▸ TASK TO CARRY OUT: Without including pictures, set down every record exactly as it stands.

▸ PROVIDED RECORDS:
»»

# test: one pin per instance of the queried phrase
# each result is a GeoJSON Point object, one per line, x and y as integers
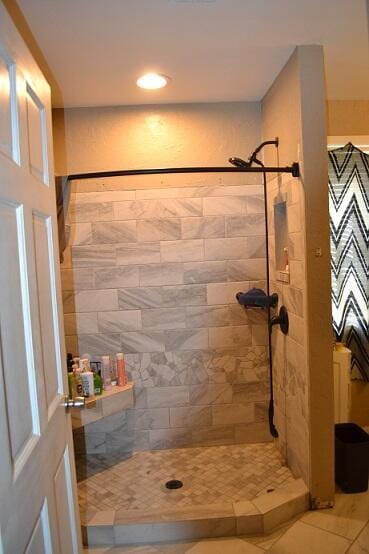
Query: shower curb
{"type": "Point", "coordinates": [250, 517]}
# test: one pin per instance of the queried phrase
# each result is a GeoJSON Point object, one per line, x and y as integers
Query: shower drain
{"type": "Point", "coordinates": [174, 484]}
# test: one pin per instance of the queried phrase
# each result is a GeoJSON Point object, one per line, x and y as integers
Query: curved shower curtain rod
{"type": "Point", "coordinates": [239, 166]}
{"type": "Point", "coordinates": [293, 169]}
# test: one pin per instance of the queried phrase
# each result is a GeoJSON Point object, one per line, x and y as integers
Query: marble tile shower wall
{"type": "Point", "coordinates": [153, 273]}
{"type": "Point", "coordinates": [289, 352]}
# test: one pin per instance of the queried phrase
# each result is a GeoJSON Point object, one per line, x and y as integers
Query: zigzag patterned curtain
{"type": "Point", "coordinates": [348, 169]}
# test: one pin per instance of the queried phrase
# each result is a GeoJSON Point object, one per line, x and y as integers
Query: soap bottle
{"type": "Point", "coordinates": [71, 381]}
{"type": "Point", "coordinates": [106, 372]}
{"type": "Point", "coordinates": [98, 384]}
{"type": "Point", "coordinates": [113, 373]}
{"type": "Point", "coordinates": [87, 379]}
{"type": "Point", "coordinates": [121, 370]}
{"type": "Point", "coordinates": [78, 381]}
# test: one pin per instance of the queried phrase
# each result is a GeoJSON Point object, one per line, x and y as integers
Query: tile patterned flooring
{"type": "Point", "coordinates": [216, 474]}
{"type": "Point", "coordinates": [343, 529]}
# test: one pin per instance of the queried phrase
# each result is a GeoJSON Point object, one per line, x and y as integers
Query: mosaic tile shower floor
{"type": "Point", "coordinates": [215, 474]}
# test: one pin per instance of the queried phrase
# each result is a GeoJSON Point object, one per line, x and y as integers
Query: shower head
{"type": "Point", "coordinates": [239, 162]}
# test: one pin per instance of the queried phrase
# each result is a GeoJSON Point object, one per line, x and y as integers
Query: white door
{"type": "Point", "coordinates": [38, 508]}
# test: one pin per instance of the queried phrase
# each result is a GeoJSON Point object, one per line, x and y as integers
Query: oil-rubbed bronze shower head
{"type": "Point", "coordinates": [239, 162]}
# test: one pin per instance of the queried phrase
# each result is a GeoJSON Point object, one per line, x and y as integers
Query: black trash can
{"type": "Point", "coordinates": [352, 457]}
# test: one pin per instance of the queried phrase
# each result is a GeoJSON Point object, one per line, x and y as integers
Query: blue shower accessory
{"type": "Point", "coordinates": [257, 298]}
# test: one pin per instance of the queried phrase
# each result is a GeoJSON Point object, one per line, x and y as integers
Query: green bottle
{"type": "Point", "coordinates": [98, 384]}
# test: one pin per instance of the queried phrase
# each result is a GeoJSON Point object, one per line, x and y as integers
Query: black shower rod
{"type": "Point", "coordinates": [293, 170]}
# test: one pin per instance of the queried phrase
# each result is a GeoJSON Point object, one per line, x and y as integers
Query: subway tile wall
{"type": "Point", "coordinates": [290, 364]}
{"type": "Point", "coordinates": [154, 273]}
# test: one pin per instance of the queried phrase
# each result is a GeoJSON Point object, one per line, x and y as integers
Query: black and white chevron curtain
{"type": "Point", "coordinates": [349, 224]}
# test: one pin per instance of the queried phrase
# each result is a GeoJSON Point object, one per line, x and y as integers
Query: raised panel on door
{"type": "Point", "coordinates": [9, 144]}
{"type": "Point", "coordinates": [37, 136]}
{"type": "Point", "coordinates": [47, 310]}
{"type": "Point", "coordinates": [40, 541]}
{"type": "Point", "coordinates": [64, 498]}
{"type": "Point", "coordinates": [16, 337]}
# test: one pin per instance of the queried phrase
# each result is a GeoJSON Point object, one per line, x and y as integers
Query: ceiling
{"type": "Point", "coordinates": [213, 50]}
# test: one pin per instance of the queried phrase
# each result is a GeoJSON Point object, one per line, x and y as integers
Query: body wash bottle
{"type": "Point", "coordinates": [106, 372]}
{"type": "Point", "coordinates": [87, 379]}
{"type": "Point", "coordinates": [121, 370]}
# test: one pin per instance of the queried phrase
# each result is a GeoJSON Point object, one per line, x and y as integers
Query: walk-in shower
{"type": "Point", "coordinates": [162, 274]}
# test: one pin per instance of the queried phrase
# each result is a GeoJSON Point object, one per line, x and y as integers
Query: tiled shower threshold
{"type": "Point", "coordinates": [227, 490]}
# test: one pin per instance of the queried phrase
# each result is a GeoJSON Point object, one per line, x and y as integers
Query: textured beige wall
{"type": "Point", "coordinates": [294, 109]}
{"type": "Point", "coordinates": [97, 139]}
{"type": "Point", "coordinates": [348, 117]}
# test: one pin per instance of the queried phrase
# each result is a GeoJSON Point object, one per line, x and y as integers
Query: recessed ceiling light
{"type": "Point", "coordinates": [152, 81]}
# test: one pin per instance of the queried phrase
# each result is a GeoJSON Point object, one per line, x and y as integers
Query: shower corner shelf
{"type": "Point", "coordinates": [110, 402]}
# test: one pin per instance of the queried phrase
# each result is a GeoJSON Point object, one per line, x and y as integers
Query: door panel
{"type": "Point", "coordinates": [47, 307]}
{"type": "Point", "coordinates": [40, 541]}
{"type": "Point", "coordinates": [38, 507]}
{"type": "Point", "coordinates": [37, 137]}
{"type": "Point", "coordinates": [64, 504]}
{"type": "Point", "coordinates": [18, 364]}
{"type": "Point", "coordinates": [8, 107]}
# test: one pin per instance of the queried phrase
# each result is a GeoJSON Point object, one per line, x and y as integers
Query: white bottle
{"type": "Point", "coordinates": [87, 378]}
{"type": "Point", "coordinates": [106, 372]}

««

▸ SOLUTION BELOW:
# test: one pin per instance of the queried phrase
# each result is a GeoJSON Point object, one per line, x and y as integers
Query: shower curb
{"type": "Point", "coordinates": [250, 517]}
# test: one pin per instance of the queried phrase
# each result is a GeoJSON Point object, one per line, x and y as integers
Query: shower drain
{"type": "Point", "coordinates": [174, 484]}
# test: one pin per instance of the queried phrase
# each result is a GeoJSON Point object, one per line, x and y as integers
Query: curved shower curtain rod
{"type": "Point", "coordinates": [239, 166]}
{"type": "Point", "coordinates": [293, 169]}
# test: one pin per instance of the queried phrase
# each result is a GeoJSON Point object, one per line, x and y as integers
Query: marble tile shower wall
{"type": "Point", "coordinates": [153, 273]}
{"type": "Point", "coordinates": [289, 352]}
# test: one pin per instance of the queried phrase
# each result is a GeoJSON Point object, one per line, x and y as integers
Query: zigzag patterned curtain
{"type": "Point", "coordinates": [348, 169]}
# test: one pin per instance of the queried phrase
# each result is a GeoJSON Point object, one per line, x and y as integers
Query: soap bottle
{"type": "Point", "coordinates": [71, 381]}
{"type": "Point", "coordinates": [106, 372]}
{"type": "Point", "coordinates": [98, 384]}
{"type": "Point", "coordinates": [113, 373]}
{"type": "Point", "coordinates": [87, 379]}
{"type": "Point", "coordinates": [121, 370]}
{"type": "Point", "coordinates": [78, 381]}
# test: one pin per instance of the queried phrase
# each result is a GeoJSON Point object, one per line, x and y as integers
Query: tile patterned flooring
{"type": "Point", "coordinates": [216, 474]}
{"type": "Point", "coordinates": [343, 529]}
# test: one pin per instance of the queried phrase
# each result is a GeoJSON Point object, one per line, x and y as integers
Query: mosaic tile shower floor
{"type": "Point", "coordinates": [215, 474]}
# test: one pin per instance of the queried phrase
# each result is a GeoJSON Point object, one per line, x and y as integers
Query: shower head
{"type": "Point", "coordinates": [239, 162]}
# test: one pin per instance of the queried phrase
# each result is a GeoJSON Point object, one per line, x and y as integers
Query: white door
{"type": "Point", "coordinates": [38, 508]}
# test: one pin per instance of the queried phrase
# each result is a GeoJSON Point object, one per line, x and y as integers
Query: oil-rubbed bronze shower head
{"type": "Point", "coordinates": [239, 162]}
# test: one pin per instance of the queried phrase
# each result is a GeoJSON Point object, one per line, x and y as integers
Query: black trash can
{"type": "Point", "coordinates": [352, 457]}
# test: one pin per instance of the queried phrase
# each result is a GeoJSON Point object, one per line, x and y as integers
Query: blue shower accessory
{"type": "Point", "coordinates": [257, 298]}
# test: one pin per instance of the queried phrase
# each result is a GeoJSON Point object, one per line, x and y as integers
Query: green bottle
{"type": "Point", "coordinates": [98, 384]}
# test: one pin per instance of the queried phrase
# each result is a GeoJSON Point object, one per line, x and y as integers
Query: black shower rod
{"type": "Point", "coordinates": [293, 170]}
# test: one pin per instance of the queried phrase
# each result is a GeoJSON Point object, one per line, x and y as integers
Query: subway tile wall
{"type": "Point", "coordinates": [290, 364]}
{"type": "Point", "coordinates": [154, 273]}
# test: one pin per instance of the queried phrase
# each result is a GeoJSON Point object, one per line, x and y as integers
Query: black and white chevron curtain
{"type": "Point", "coordinates": [349, 224]}
# test: one pin per instance of the queried phrase
# each result is a GeoJSON Point object, one per line, x and y as integers
Query: raised panel on door
{"type": "Point", "coordinates": [9, 144]}
{"type": "Point", "coordinates": [37, 136]}
{"type": "Point", "coordinates": [47, 310]}
{"type": "Point", "coordinates": [40, 541]}
{"type": "Point", "coordinates": [64, 498]}
{"type": "Point", "coordinates": [16, 337]}
# test: one pin per instance of the queried phrase
# each result is a GeoJSON Point object, one per line, x and y as integers
Query: ceiling
{"type": "Point", "coordinates": [213, 50]}
# test: one pin per instance of the queried phrase
# each result is a GeoJSON Point object, one per line, x and y as integers
Query: body wash bottle
{"type": "Point", "coordinates": [106, 372]}
{"type": "Point", "coordinates": [87, 379]}
{"type": "Point", "coordinates": [121, 370]}
# test: one pin per instance of the queried phrase
# each result is a GeoJSON Point object, one per line, x and y as integers
Query: walk-in shower
{"type": "Point", "coordinates": [162, 274]}
# test: one pin per instance of the queried phrase
# each result is a GeoJSON Point object, one per line, x and y as integers
Query: tiled shower threshold
{"type": "Point", "coordinates": [227, 490]}
# test: one pin per instance of the queried phrase
# each result is a GeoJSON Point object, one per line, x and y as integers
Query: textured beige wall
{"type": "Point", "coordinates": [294, 109]}
{"type": "Point", "coordinates": [97, 139]}
{"type": "Point", "coordinates": [348, 117]}
# test: one pin per instance of the queried phrase
# each result is a GeoJSON Point object, one per line, x and y as integers
Query: recessed ceiling light
{"type": "Point", "coordinates": [152, 81]}
# test: one pin per instance of the queried phrase
# each result is a GeoJSON Point object, one per line, x and y as integers
Query: shower corner shelf
{"type": "Point", "coordinates": [110, 402]}
# test: one pin per instance of the queried phrase
# each result is a GeoJSON Point object, one per line, x and y as integers
Query: door panel
{"type": "Point", "coordinates": [47, 307]}
{"type": "Point", "coordinates": [40, 541]}
{"type": "Point", "coordinates": [38, 507]}
{"type": "Point", "coordinates": [37, 137]}
{"type": "Point", "coordinates": [64, 504]}
{"type": "Point", "coordinates": [18, 364]}
{"type": "Point", "coordinates": [8, 107]}
# test: one pin per instance of the queried phrase
# each result is a GeoJSON Point object, one per line, x and y as integers
Query: white bottle
{"type": "Point", "coordinates": [87, 378]}
{"type": "Point", "coordinates": [106, 372]}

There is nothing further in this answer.